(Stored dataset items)
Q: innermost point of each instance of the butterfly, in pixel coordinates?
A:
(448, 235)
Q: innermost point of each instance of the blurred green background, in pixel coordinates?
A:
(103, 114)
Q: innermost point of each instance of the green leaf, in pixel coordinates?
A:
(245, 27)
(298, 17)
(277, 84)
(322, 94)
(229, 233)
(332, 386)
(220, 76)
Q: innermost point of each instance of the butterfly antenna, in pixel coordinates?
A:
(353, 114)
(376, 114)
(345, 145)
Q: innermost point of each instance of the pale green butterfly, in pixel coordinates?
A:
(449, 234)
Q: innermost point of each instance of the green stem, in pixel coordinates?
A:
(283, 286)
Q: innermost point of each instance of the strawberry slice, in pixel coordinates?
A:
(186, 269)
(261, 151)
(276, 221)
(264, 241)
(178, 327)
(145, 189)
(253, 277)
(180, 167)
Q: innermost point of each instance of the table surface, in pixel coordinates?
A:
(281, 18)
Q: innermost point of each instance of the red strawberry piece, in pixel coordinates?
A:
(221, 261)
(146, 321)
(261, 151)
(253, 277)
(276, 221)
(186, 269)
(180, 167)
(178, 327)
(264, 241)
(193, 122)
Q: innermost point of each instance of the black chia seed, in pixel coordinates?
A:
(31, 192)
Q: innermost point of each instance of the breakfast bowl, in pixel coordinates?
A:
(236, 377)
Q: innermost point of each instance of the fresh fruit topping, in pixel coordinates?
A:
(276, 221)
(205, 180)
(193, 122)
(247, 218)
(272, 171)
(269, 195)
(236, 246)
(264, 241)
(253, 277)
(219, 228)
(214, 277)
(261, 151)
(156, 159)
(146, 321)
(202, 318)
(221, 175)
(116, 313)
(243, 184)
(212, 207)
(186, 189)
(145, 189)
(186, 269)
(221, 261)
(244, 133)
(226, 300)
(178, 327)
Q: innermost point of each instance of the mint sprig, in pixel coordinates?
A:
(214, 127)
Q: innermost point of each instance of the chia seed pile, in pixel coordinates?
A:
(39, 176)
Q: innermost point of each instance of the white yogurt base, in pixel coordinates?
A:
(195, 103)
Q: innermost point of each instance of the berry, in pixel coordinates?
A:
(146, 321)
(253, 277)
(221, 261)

### Work to complete
The full set of entries has to be duplicated precisely.

### Output of the exercise
Q: innermost point of each instance of the butterfly, in pixel coordinates?
A:
(448, 235)
Q: innermost point of each instance of the blurred green background, in pixel coordinates?
A:
(103, 114)
Q: innermost point of each instance of the green leaf, in pixel coordinates?
A:
(245, 27)
(298, 17)
(277, 84)
(322, 94)
(229, 233)
(332, 386)
(220, 76)
Q: innermost point of each instance of the butterfly antenna, in pixel coordinates?
A:
(353, 114)
(376, 114)
(345, 145)
Q: innermost point of each instance of the pale green butterfly, in pixel coordinates?
A:
(449, 234)
Q: innermost point of each instance of the green stem, in pixel coordinates?
A:
(283, 286)
Q: innermost point of each instance of the strawberry slice, in pixel coordinates?
A:
(186, 269)
(261, 151)
(276, 221)
(264, 241)
(178, 327)
(145, 189)
(253, 277)
(180, 167)
Q: innermost point of each instance of the table surface, in pixel coordinates?
A:
(281, 18)
Q: innermost point of each instance of the red strawberry piece, in pixel coordinates?
A:
(221, 261)
(146, 321)
(261, 151)
(253, 277)
(276, 221)
(186, 269)
(180, 167)
(178, 327)
(264, 241)
(193, 122)
Q: innermost point of each instance of the black chia seed, in pixel coordinates?
A:
(31, 192)
Q: innermost point of each instance of the breakfast bowl, in pixel coordinates?
A:
(236, 377)
Q: innermost point of each instance of the fresh fruit topping, in pixel coordinates?
A:
(276, 221)
(205, 180)
(193, 122)
(247, 218)
(272, 171)
(269, 195)
(236, 246)
(264, 241)
(253, 277)
(219, 228)
(214, 277)
(261, 151)
(156, 159)
(146, 321)
(202, 318)
(221, 175)
(116, 313)
(243, 184)
(212, 207)
(186, 189)
(145, 189)
(186, 269)
(221, 261)
(244, 133)
(226, 300)
(178, 327)
Q: innermost point of each instance of the mint sprig, in pixel coordinates?
A:
(214, 127)
Q: innermost point of each instance of the chia seed pile, in pixel coordinates?
A:
(39, 176)
Q: innermost point of each instance of the white yogurt base, in pixel coordinates?
A:
(195, 103)
Q: innermost point of each instance of the berry, in pixel coordinates?
A:
(146, 321)
(253, 277)
(221, 261)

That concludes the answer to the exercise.